■ **Prompt A**: Please extract the part of the polynomial factoring solution that opens with the words containing "(synthetic division: the" and closes with "sum is $-3$....", copying it without any change.
■ **Prompt B**: In the polynomial factoring solution, which two integers are found to have a product of 2 and a sum of −3?

** start of Passage given **

Answer
zeros of f: $-1,\ 1,\ 2 $
Work Step by Step
We will use The Factor Theorem
Let $f(x)$ be a polynomial.
$\mathrm{a}$. If $f(c)=0$, then $x-c$ is a factor of $f(x)$.
$\mathrm{b}$. If $x-c$ is a factor of $f(x)$, then $f(c)=0\quad $(c is a zero of f).
Also, The Remainder Theorem
If the polynomial $f(x)$ is divided by $x-c$, then the remainder is $f(c)$.
(synthetic division: the last number in the last row is $f(c)$ )
-------------------
First, let's divide
$(x^{3}-2x^{2}-x+2)\div(x+1)\qquad (c=-1)$
$\begin{array}{lllllll}
\underline{-1}| & 1 & -2 & -1 & 2 & & \\
& & -1 & 3 & -2 & & \\
& -- & -- & -- & -- & -- & \\
& 1 & -3 & 2 & |\overline{ 0 } & &
\end{array}$
So, $(x+1)$ is a factor of $f(x).$
$f(x)=(x+1)(x^{2}-3x+2)$
we try to factor the trinomial by searching for two integers
whose product is $2$ and whose sum is $-3$....
We find $-1$ and $-2:\quad x^{2}-3x+2=(x-1)(x-2)$
So, f(x) has three factors,
$f(x)=(x+1)(x-1)(x-2)$,
and by (b) of the Factor Theorem,
zeros of f: $-1,\ 1,\ 2 $

** end of Passage given **
** start of Supplied material **

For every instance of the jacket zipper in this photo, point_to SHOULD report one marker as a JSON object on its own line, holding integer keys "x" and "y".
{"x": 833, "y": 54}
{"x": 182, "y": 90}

** end of Supplied material **

■ **Complete output A**:
(synthetic division: the last number in the last row is $f(c)$ )
-------------------
First, let's divide
$(x^{3}-2x^{2}-x+2)\div(x+1)\qquad (c=-1)$
$\begin{array}{lllllll}
\underline{-1}| & 1 & -2 & -1 & 2 & & \\
& & -1 & 3 & -2 & & \\
& -- & -- & -- & -- & -- & \\
& 1 & -3 & 2 & |\overline{ 0 } & &
\end{array}$
So, $(x+1)$ is a factor of $f(x).$
$f(x)=(x+1)(x^{2}-3x+2)$
we try to factor the trinomial by searching for two integers
whose product is $2$ and whose sum is $-3$....

■ **Complete output B**: −1 and −2